Because of the drawing out of water that occurs when food hits hot oil, it is often necessary to create an insulating barrier in the form of batter or breadcrumbs to prevent food becoming tough and stringy.

This is what creates the delicious combination of a crunchy, golden exterior with a tender, steamed filling.

When you bite into perfectly deep-fried chicken kara-age or a sweetcorn fritter, it’s the crunch that is a testament to the wonders of deep frying, when it’s done right.

What is the Best Oil for Deep Frying?

The ideal oil for deep frying should have a high smoke point, a neutral flavour and remain stable at high temperatures.

Oils like sunflower, peanut oil, and rapeseed are popular choices because they are easily accessible, have high smoke points, and don't break the bank.

However, there's an international trend, especially in Mediterranean cultures, of using olive oil for frying, and it’s something we definitely recommend you explore.

━━━━━━━━

(TRY IT)
Please repeat the passage on deep frying word for word, starting at "Because of the" and stopping after "at high temperatures.".

(INFORMATION GIVEN)
━━━━━━━━

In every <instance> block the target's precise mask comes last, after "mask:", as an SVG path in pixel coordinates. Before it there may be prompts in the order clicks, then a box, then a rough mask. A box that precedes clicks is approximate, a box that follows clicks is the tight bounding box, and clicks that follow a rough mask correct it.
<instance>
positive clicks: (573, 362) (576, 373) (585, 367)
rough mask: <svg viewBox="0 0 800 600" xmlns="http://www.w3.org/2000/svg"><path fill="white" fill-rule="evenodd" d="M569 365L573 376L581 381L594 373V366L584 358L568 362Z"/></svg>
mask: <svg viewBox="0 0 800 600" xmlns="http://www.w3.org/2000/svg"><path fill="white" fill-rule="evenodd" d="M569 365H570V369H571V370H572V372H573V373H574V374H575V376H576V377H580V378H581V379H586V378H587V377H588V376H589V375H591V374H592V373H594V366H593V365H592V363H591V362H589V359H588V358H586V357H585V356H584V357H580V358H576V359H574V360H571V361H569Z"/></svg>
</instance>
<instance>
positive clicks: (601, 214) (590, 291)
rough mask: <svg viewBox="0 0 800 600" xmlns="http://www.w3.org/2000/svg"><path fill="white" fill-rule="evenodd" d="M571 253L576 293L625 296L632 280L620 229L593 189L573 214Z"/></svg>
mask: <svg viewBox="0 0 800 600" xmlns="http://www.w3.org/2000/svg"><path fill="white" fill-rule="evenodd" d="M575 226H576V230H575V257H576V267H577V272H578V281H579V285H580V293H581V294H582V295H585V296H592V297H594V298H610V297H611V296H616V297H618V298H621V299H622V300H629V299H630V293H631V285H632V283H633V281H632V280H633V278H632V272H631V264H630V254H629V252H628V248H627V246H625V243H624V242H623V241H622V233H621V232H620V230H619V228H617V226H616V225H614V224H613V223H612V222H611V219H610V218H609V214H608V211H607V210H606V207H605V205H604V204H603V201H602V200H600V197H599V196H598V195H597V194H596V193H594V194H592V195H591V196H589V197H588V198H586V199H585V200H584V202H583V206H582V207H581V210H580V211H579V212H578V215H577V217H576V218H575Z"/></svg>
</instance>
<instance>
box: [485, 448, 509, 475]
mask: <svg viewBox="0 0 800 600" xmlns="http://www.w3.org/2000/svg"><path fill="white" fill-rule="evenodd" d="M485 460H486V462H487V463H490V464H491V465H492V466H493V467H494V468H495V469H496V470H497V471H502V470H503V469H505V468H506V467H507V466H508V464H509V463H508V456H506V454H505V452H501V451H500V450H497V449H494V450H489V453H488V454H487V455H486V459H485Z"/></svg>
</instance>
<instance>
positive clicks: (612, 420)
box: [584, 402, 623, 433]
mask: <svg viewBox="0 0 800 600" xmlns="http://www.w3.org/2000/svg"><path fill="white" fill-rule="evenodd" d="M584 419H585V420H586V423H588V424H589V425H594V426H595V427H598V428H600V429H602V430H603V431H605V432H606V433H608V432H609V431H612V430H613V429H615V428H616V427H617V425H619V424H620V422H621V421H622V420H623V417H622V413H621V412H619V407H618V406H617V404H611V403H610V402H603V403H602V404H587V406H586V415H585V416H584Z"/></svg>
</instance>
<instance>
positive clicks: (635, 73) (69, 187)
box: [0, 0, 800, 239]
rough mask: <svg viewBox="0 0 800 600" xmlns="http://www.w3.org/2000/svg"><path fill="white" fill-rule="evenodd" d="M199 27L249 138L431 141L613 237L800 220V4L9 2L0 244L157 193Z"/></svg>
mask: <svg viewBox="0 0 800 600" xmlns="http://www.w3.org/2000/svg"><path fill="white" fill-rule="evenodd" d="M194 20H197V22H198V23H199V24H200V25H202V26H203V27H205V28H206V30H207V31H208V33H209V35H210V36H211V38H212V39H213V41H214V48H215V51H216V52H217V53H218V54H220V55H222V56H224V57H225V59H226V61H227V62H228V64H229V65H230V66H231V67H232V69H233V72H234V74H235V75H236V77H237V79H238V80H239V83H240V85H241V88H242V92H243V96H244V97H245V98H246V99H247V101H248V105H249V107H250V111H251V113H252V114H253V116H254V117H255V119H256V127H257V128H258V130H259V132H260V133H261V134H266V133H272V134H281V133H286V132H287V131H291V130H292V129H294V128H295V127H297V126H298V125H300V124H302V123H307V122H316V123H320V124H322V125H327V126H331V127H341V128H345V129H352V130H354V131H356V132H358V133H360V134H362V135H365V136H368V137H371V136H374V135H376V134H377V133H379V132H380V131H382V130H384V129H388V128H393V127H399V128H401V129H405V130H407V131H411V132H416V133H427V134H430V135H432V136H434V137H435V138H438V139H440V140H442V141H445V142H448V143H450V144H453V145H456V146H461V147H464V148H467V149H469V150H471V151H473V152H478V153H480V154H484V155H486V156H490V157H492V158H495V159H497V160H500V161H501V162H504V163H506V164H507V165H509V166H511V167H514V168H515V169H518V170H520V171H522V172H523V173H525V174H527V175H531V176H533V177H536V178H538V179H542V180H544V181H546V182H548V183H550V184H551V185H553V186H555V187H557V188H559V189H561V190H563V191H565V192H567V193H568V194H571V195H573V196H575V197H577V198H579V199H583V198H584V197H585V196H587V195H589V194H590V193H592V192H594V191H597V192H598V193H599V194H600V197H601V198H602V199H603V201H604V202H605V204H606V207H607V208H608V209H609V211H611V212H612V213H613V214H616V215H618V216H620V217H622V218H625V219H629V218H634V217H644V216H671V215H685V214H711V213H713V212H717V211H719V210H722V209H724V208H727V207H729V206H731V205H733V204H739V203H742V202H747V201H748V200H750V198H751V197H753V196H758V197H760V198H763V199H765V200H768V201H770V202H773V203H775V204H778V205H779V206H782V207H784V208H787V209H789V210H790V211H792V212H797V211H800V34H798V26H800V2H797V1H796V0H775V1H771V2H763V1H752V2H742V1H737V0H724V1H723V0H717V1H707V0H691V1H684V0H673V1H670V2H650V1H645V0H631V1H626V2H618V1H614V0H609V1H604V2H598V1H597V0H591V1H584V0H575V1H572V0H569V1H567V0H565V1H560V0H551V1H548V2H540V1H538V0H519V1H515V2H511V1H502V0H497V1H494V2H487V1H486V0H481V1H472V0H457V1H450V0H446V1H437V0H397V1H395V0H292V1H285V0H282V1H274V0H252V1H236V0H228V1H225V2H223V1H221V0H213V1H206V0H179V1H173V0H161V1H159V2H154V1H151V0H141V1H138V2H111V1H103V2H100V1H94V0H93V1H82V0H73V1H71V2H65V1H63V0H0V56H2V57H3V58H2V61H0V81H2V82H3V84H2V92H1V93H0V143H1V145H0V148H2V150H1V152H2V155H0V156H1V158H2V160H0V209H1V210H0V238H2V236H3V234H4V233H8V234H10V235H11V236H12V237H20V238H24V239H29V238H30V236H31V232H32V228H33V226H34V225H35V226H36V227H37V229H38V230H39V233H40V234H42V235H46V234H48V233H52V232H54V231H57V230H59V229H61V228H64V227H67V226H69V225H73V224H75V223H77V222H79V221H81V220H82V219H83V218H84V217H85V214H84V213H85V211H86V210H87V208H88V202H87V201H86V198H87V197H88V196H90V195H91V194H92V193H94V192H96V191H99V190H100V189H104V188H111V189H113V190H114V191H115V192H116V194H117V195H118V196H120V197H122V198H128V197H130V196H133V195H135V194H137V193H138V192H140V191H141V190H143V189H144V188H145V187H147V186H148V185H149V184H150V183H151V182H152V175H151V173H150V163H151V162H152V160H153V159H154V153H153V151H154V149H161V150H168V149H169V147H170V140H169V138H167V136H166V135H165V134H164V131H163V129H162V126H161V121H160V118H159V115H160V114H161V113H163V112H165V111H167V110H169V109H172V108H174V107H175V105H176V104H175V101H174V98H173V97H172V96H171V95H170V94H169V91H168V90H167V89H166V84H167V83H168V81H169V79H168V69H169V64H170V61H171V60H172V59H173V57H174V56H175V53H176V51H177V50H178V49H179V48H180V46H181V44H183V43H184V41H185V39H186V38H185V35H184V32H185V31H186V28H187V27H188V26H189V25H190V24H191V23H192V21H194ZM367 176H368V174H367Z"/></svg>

━━━━━━━━

(ANSWER TO THIS TASK)
Because of the drawing out of water that occurs when food hits hot oil, it is often necessary to create an insulating barrier in the form of batter or breadcrumbs to prevent food becoming tough and stringy.

This is what creates the delicious combination of a crunchy, golden exterior with a tender, steamed filling.

When you bite into perfectly deep-fried chicken kara-age or a sweetcorn fritter, it’s the crunch that is a testament to the wonders of deep frying, when it’s done right.

What is the Best Oil for Deep Frying?

The ideal oil for deep frying should have a high smoke point, a neutral flavour and remain stable at high temperatures.